• Page excerpt
# L1 or E2 visa



## tonydeo (Jun 14, 2012)

Hi. I'm not quite sure which visa route I should be going down. I have my own IT business in the UK and want to move to the US and start a new company doing exactly the same. My company is a limited company but I have no staff just my wife and I work for the company. I want to keep the company running in the UK, would I qualify for the L1 or do I need to go down the E2 route?


----------



## lizzie anne (May 15, 2012)

Hi, we are in the same situation - we have an IT company, just the two of us. Our attorney thinks the L1 is 'worth a shot', the main challenge I think is the size of the company. He is asking for an org chart - now & a year ago (when we employed 4 other people) though I'm not sure how past size will help? My other concerns are that we don't have premises here & will have to secure them in the US as part of the application process. I'm guessing we will have to pull the money together for an E2 as I doubt our company will qualify. Does anyone have any experience with getting an L1 with a small company?

• Supplied material
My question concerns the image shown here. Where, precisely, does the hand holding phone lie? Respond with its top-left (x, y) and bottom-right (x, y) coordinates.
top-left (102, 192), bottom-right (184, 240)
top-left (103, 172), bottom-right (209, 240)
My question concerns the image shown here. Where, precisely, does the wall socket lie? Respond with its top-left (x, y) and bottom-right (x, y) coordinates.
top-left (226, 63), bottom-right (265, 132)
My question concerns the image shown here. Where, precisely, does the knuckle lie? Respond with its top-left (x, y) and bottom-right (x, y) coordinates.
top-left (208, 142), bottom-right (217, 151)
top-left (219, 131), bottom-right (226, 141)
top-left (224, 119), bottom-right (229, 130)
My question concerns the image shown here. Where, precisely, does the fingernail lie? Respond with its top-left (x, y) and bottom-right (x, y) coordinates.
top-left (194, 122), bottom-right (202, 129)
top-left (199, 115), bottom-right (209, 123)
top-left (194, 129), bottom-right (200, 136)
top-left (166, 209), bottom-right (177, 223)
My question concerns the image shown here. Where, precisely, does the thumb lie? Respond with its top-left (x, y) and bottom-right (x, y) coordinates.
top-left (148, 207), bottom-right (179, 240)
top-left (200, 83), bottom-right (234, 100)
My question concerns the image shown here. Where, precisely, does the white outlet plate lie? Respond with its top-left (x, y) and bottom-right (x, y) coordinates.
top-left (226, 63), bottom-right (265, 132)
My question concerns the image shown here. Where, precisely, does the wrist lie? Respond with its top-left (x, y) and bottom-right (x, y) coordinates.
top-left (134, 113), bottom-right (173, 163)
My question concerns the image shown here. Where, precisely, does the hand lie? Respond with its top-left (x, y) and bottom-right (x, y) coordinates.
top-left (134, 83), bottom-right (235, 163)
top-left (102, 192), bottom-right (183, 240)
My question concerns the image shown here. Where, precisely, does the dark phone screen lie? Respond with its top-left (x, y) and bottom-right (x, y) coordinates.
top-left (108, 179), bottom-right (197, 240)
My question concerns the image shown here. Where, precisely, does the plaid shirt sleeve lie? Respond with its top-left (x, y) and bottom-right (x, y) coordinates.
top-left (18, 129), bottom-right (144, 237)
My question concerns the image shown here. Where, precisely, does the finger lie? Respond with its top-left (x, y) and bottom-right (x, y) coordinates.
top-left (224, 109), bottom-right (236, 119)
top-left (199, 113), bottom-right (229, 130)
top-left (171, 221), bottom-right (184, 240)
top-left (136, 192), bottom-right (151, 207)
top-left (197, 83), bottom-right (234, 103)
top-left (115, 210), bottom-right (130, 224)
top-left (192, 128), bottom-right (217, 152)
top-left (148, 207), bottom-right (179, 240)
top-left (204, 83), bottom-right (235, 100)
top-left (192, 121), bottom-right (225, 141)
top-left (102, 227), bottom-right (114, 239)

• Complete the following
1) In the L1 or E2 visa thread, what is lizzie anne's attorney asking for?
2) Please copy from the L1 or E2 visa thread, from "## tonydeo (Jun" up to and including "(May 15, 2012)".
3) Write what comes next in the L1 or E2 visa thread, starting after its last sentence.

• Response list
1) An org chart showing the company now and a year ago.

2)
## tonydeo (Jun 14, 2012)

Hi. I'm not quite sure which visa route I should be going down. I have my own IT business in the UK and want to move to the US and start a new company doing exactly the same. My company is a limited company but I have no staff just my wife and I work for the company. I want to keep the company running in the UK, would I qualify for the L1 or do I need to go down the E2 route?


----------



## lizzie anne (May 15, 2012)

3)
----------



## tonydeo (Jun 14, 2012)

We have spoken to two attorneys one has said the same as yours that the L1 is worth a try but no guarantee. The other said that our only real way is the E2 however as this never leads to permanent residency it's not the preferred option. We have not had any staff previously but I think the issue will be who will manage the UK business if we are in the US ?


----------



## EVHB (Feb 11, 2008)

If you would like to take the L1 route, you will have to hire a 'manager' for your UK business, as you will have to keep that business running (otherwhise it is not an intra company transfert anymore), and as far as I am aware, they don't allow you to run the UK business from a distance.


----------



## tonydeo (Jun 14, 2012)

Is there a stipulation in how many people you need working within the uk company or will just hiring a manager suffice.


----------



## Pinkjellybean (Aug 5, 2011)

Hi,

My husband and I owned at IT consultancy firm in the UK. We looked into expanding into the US, we also had the same worries with both the L1 and E2 visas. L1 was too risky as the company was too small in the UK and E2 wasn't permanent! In then end my husband was offered a job and sponsorship (H1B visa) leading to a green card (even if it does take forever!). Have you thought about that route?


----------



## tonydeo (Jun 14, 2012)

Have thought about it but have had difficulty getting a job and the way the markets are at the moment it would probably be impossible getting the right job.

I don't want to lose what I have built up in the UK.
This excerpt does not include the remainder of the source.